Rewrite the rows below with "Exercise" changed to "Task" throughout and nothing else altered. Leave the pictures out.

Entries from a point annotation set
****************

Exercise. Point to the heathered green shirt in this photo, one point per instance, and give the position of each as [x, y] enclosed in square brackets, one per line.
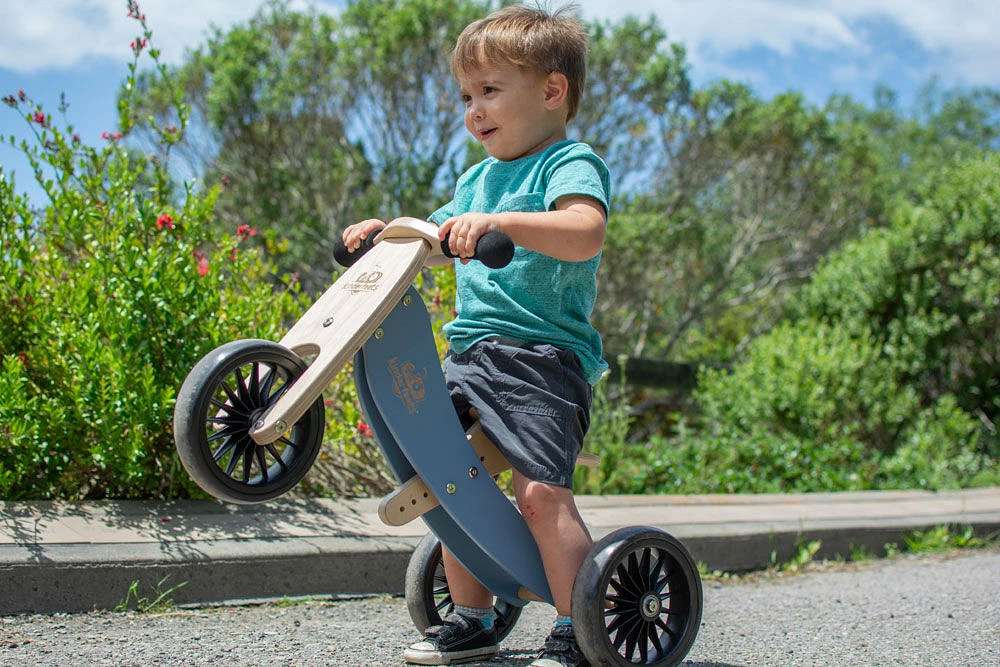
[536, 298]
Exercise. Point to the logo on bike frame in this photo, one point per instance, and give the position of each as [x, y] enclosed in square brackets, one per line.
[407, 383]
[365, 282]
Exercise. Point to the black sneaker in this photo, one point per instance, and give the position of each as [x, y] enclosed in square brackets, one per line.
[561, 650]
[459, 639]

****************

» **Answer to the exercise**
Task. Point to the heathered green shirt in this photo, one point per instance, and give the position of each as [x, y] enclosed in square brackets, one per line.
[536, 298]
Task. Point to the logo on bike frame in this photo, one point per instance, and give the position of each as [x, y] enclosed in square brackets, one per line.
[407, 383]
[365, 282]
Task. Point to the black sneaker in this photo, one point per instance, and give the position of each as [x, y] enclosed in square brackets, one per line.
[561, 650]
[459, 639]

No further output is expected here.